Exercise details: Can you give all the records again without altering a single character?

- - - -

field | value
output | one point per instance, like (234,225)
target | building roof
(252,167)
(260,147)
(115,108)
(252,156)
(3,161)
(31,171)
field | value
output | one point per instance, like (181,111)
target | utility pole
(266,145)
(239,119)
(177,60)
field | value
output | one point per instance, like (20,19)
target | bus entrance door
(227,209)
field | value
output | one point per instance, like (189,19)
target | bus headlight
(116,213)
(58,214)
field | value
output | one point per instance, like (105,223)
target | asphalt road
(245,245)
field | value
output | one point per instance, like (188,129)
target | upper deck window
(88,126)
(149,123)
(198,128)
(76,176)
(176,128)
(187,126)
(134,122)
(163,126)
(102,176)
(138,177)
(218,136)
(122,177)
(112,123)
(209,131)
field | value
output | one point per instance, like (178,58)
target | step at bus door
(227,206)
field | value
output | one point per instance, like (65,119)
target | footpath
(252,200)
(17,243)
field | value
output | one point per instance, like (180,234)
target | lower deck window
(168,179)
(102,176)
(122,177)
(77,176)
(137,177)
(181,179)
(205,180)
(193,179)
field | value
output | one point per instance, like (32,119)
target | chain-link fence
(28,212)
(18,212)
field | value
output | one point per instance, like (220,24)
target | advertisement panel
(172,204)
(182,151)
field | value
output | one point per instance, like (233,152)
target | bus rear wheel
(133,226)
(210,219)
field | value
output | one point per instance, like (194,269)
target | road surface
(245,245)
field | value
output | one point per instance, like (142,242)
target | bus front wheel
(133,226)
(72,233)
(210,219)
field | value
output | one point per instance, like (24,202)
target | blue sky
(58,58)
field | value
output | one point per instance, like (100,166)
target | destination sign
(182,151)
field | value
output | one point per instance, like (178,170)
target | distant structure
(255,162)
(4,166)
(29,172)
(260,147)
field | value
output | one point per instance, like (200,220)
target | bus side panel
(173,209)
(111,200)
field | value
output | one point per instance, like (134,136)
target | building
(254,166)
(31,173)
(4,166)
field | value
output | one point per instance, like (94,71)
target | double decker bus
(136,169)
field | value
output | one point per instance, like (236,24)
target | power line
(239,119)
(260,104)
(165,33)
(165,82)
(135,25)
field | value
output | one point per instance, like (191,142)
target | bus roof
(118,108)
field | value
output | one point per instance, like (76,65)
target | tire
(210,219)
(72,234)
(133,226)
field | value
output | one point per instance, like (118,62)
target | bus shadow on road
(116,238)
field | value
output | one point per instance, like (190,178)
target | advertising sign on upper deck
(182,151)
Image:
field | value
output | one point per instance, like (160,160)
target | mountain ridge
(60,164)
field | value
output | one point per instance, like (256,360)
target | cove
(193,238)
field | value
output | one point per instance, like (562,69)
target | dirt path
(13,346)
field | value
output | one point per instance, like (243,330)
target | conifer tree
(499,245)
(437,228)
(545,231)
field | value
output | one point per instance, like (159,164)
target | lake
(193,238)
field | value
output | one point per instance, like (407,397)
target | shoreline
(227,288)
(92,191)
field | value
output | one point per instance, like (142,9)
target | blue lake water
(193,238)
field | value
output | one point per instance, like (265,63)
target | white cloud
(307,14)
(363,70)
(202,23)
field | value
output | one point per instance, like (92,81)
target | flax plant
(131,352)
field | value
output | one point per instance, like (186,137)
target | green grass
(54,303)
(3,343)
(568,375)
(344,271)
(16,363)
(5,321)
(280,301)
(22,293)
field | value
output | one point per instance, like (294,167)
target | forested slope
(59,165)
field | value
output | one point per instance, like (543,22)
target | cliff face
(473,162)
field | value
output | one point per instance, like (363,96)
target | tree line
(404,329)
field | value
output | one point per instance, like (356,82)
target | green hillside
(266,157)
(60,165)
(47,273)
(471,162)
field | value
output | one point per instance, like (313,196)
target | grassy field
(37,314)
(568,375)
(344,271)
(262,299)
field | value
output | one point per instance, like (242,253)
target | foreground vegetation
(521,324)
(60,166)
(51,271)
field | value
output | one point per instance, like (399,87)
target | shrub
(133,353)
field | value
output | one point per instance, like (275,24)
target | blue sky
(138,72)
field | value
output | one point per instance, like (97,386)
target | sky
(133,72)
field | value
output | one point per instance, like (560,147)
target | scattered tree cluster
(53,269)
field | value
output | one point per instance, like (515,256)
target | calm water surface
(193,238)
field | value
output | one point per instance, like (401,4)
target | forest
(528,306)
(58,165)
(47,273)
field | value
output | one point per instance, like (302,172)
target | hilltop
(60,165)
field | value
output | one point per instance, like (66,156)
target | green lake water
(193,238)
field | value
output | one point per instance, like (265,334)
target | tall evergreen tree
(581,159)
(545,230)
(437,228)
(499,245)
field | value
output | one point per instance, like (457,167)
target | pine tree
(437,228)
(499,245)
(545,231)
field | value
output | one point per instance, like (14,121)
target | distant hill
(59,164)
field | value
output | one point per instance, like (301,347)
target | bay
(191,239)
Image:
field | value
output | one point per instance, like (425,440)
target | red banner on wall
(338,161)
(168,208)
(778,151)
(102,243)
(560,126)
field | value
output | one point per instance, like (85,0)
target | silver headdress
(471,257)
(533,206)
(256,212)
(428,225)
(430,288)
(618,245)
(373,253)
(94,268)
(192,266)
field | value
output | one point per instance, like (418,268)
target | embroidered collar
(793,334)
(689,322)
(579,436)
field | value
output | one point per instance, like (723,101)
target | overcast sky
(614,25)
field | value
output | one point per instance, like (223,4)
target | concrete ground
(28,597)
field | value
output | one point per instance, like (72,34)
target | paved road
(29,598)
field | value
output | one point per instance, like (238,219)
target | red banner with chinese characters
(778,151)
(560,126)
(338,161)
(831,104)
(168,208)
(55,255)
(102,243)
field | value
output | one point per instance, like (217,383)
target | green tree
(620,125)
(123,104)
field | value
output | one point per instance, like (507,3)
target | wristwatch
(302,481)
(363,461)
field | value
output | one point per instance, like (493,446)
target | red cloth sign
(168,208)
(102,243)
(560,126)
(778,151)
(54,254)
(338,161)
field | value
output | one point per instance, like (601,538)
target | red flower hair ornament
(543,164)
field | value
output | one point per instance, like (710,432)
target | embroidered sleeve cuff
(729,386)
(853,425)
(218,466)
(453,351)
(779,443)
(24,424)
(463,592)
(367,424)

- - - -

Task solution:
field | value
output | one point per instance, like (234,225)
target | building roof
(252,167)
(260,147)
(115,108)
(252,156)
(3,161)
(31,171)
field | value
output | one point per instance, like (181,111)
target | utility pole
(266,145)
(239,119)
(177,60)
field | value
output | one point per instance, like (20,19)
target | bus entrance door
(227,209)
field | value
output | one point per instance, like (189,19)
target | bus headlight
(116,213)
(58,214)
field | value
output | one point per instance, like (105,223)
target | asphalt road
(245,245)
field | value
output | one point per instance, like (188,129)
target | upper deck window
(88,126)
(149,123)
(198,128)
(76,176)
(176,128)
(187,126)
(134,122)
(163,126)
(102,176)
(138,177)
(218,136)
(122,177)
(112,123)
(209,131)
field | value
output | one point per instance, like (178,58)
target | step at bus door
(227,206)
field | value
output | one point per instance, like (65,119)
target | footpath
(252,200)
(17,243)
field | value
output | one point per instance, like (180,234)
target | lower deck window
(168,179)
(102,176)
(122,177)
(77,176)
(137,177)
(181,179)
(205,180)
(193,179)
field | value
output | one point per instance, like (32,119)
target | chain-link fence
(28,212)
(18,212)
field | value
output | one point per instance, like (220,24)
target | advertisement panel
(172,204)
(182,151)
field | value
output | one point per instance, like (233,152)
target | bus rear wheel
(133,226)
(210,219)
field | value
output | one point per instance, like (194,269)
target | road surface
(245,245)
field | value
output | one point per instance, like (142,242)
target | bus front wheel
(133,226)
(72,233)
(210,219)
field | value
output | one point per instance, like (24,202)
target | blue sky
(58,58)
field | value
output | one point per instance, like (100,166)
target | destination sign
(182,151)
field | value
output | one point per instance, like (178,170)
target | distant structure
(255,162)
(4,166)
(29,172)
(260,147)
field | value
output | one point per instance, like (200,220)
target | bus side panel
(173,209)
(111,200)
field | value
output | one point per instance, like (134,136)
target | building
(254,166)
(31,173)
(4,166)
field | value
output | one point per instance, like (94,71)
target | double decker bus
(136,169)
field | value
output | one point per instance, like (236,24)
target | power line
(239,119)
(260,104)
(165,33)
(165,82)
(135,25)
field | value
output | one point per instance, like (191,142)
target | bus roof
(118,108)
field | value
output | one point per instance, like (76,65)
target | tire
(210,219)
(72,234)
(133,226)
field | value
output | one point per instance, like (118,62)
target | bus shadow on road
(116,238)
field | value
output | one point per instance, like (190,178)
target | advertising sign on upper deck
(182,151)
Image:
field | value
output | one point per instance, like (160,160)
target | mountain ridge
(60,164)
field | value
output | one point per instance, like (256,360)
target | cove
(193,238)
field | value
output | one point per instance, like (562,69)
target | dirt path
(13,346)
field | value
output | one point per instance, like (243,330)
target | conifer tree
(499,245)
(437,228)
(545,231)
field | value
output | one point per instance, like (159,164)
target | lake
(193,238)
field | value
output | one point per instance, like (407,397)
target | shoreline
(227,288)
(92,191)
field | value
output | one point per instance, like (142,9)
target | blue lake water
(193,238)
field | value
output | one point per instance, like (265,63)
target | white cloud
(307,14)
(363,70)
(202,23)
field | value
output | one point per instance, like (92,81)
target | flax plant
(131,352)
field | value
output | one point per instance, like (186,137)
target | green grass
(54,303)
(3,343)
(568,375)
(344,271)
(16,363)
(5,321)
(280,301)
(22,293)
field | value
output | one point per instance, like (294,167)
target | forested slope
(59,165)
field | value
output | one point per instance, like (543,22)
target | cliff face
(473,162)
field | value
output | one point per instance, like (363,96)
target | tree line
(404,329)
field | value
output | one point per instance, like (356,82)
target | green hillside
(266,157)
(60,165)
(47,273)
(471,162)
field | value
output | one point per instance, like (313,196)
target | grassy field
(37,314)
(568,375)
(344,271)
(262,299)
field | value
output | one point per instance, like (242,253)
target | foreground vegetation
(521,324)
(60,166)
(51,271)
field | value
output | one point per instance, like (399,87)
target | shrub
(133,353)
field | value
output | one point per instance, like (275,24)
target | blue sky
(138,72)
field | value
output | one point per instance, like (97,386)
target | sky
(133,72)
field | value
output | one point per instance, like (560,147)
target | scattered tree cluster
(53,269)
field | value
output | one point per instance, like (515,256)
target | calm water surface
(193,238)
field | value
output | one point per instance, like (401,4)
target | forest
(528,306)
(58,165)
(47,273)
field | value
output | one point per instance, like (302,172)
target | hilltop
(60,165)
field | value
output | one point per instance, like (66,156)
target | green lake water
(193,238)
field | value
output | one point per instance, like (265,334)
target | tall evergreen tree
(581,159)
(545,230)
(437,228)
(499,245)
field | value
output | one point per instance, like (457,167)
target | pine tree
(437,228)
(499,245)
(545,231)
field | value
output | one point per instance, like (14,121)
target | distant hill
(59,164)
field | value
output | one point per instance, like (301,347)
target | bay
(191,239)
Image:
field | value
output | one point per instance, like (425,440)
target | red banner on wall
(338,161)
(168,208)
(778,151)
(102,243)
(560,126)
field | value
output | one point per instance, like (85,0)
target | silver headdress
(471,257)
(533,206)
(256,212)
(428,225)
(430,288)
(618,245)
(373,253)
(94,268)
(192,266)
field | value
output | one point per instance, like (418,268)
target | embroidered collar
(793,334)
(689,322)
(579,436)
field | value
output | one point per instance, like (723,101)
target | overcast sky
(614,25)
field | value
output | one point per instance, like (223,4)
target | concrete ground
(28,597)
field | value
output | one point per instance, like (72,34)
target | paved road
(29,598)
field | value
output | one point per instance, like (238,219)
target | red banner with chinese characters
(778,151)
(560,126)
(338,161)
(831,104)
(168,208)
(55,255)
(102,243)
field | value
output | one point per instance, like (217,383)
target | green tree
(620,125)
(123,104)
field | value
output | one point per instance, like (507,3)
target | wristwatch
(302,481)
(363,461)
field | value
output | one point per instance, like (493,446)
target | red cloth sign
(168,208)
(102,243)
(560,126)
(778,151)
(54,254)
(338,161)
field | value
output | one point per instance, like (601,538)
target | red flower hair ornament
(543,164)
field | value
output | one point per instance, like (710,432)
target | embroidered sleeve cuff
(729,386)
(853,425)
(218,466)
(453,351)
(779,443)
(24,424)
(463,592)
(367,424)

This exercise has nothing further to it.